Document excerpt »
┄┄┄┄┄┄┄┄┄┄┄┄┄┄┄┄┄┄┄┄
France has ordered the closure of another mosque in the north of the country as part of Paris’ crackdown on its Muslim population with the pretext of “fighting against extremism.”
The mosque in Beauvais, a town of 50,000 people some 100 kilometers (62 miles) north of Paris, will remain shut for six months, according to the prefecture of the Oise region where Beauvais is located.
Agence France-Presse (AFP) reported by citing regional authorities Tuesday that the radical nature of its imam's preaching and the sermons that incited hatred, violence and "extremism" were the reason for the closure.
The move comes two weeks after Interior Minister Gerald Darmanin said he had triggered the procedure to close the site because the imam there "is targeting Christians, homosexuals and Jews" in his sermons. This, the minister said, was "unacceptable."
Local authorities were legally bound to launch a 10-day period of information-gathering before taking action but told AFP on Tuesday that the mosque would now be shut within two days.
Local daily Courrier Picard reported this month that the mosque's imam was a recent convert to Islam.
The paper quoted a lawyer for the association managing the mosque as saying that his remarks had been "taken out of context" and said that the imam had been suspended from his duties following the prefecture's letter.
┄┄┄┄┄┄┄┄┄┄┄┄┄┄┄┄┄┄┄┄
Data section »
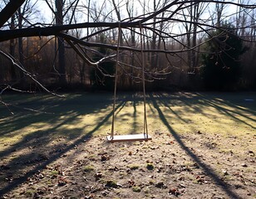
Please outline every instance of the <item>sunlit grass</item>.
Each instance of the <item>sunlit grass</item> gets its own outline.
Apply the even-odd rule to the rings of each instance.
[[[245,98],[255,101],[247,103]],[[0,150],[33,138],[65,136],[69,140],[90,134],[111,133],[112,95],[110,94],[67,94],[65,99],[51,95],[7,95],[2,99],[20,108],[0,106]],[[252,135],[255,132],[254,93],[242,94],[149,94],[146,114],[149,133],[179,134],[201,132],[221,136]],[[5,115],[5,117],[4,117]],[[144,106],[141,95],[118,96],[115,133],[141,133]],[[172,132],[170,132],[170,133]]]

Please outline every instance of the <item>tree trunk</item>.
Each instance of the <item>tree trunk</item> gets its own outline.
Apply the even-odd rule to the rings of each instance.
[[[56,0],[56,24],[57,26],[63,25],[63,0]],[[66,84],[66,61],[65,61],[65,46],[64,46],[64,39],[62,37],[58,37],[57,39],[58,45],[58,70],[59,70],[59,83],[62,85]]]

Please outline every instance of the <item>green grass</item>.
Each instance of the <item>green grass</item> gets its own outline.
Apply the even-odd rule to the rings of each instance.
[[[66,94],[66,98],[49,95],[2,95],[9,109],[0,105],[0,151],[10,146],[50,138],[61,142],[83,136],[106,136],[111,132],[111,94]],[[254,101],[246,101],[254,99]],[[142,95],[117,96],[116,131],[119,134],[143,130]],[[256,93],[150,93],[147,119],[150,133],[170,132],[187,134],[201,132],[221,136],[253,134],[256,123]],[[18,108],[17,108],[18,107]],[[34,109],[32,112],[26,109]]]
┄┄┄┄┄┄┄┄┄┄┄┄┄┄┄┄┄┄┄┄
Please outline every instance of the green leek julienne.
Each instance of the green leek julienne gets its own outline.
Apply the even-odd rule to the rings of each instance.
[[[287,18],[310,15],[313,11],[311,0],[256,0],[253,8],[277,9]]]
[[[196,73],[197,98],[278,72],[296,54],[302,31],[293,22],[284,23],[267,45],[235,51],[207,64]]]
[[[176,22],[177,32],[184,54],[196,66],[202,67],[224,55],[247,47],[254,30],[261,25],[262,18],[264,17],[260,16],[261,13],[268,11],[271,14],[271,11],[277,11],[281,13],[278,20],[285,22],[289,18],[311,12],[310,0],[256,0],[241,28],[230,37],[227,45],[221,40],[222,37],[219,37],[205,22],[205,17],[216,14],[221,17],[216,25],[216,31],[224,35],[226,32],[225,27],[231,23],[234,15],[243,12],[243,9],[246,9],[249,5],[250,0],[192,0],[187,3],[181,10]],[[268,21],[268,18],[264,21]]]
┄┄┄┄┄┄┄┄┄┄┄┄┄┄┄┄┄┄┄┄
What you will do » Transcribe the passage of the article on the Beauvais mosque closure between "Agence France-Presse (AFP)" and "convert to Islam.", inclusive.

Result of this exercise »
Agence France-Presse (AFP) reported by citing regional authorities Tuesday that the radical nature of its imam's preaching and the sermons that incited hatred, violence and "extremism" were the reason for the closure.
The move comes two weeks after Interior Minister Gerald Darmanin said he had triggered the procedure to close the site because the imam there "is targeting Christians, homosexuals and Jews" in his sermons. This, the minister said, was "unacceptable."
Local authorities were legally bound to launch a 10-day period of information-gathering before taking action but told AFP on Tuesday that the mosque would now be shut within two days.
Local daily Courrier Picard reported this month that the mosque's imam was a recent convert to Islam.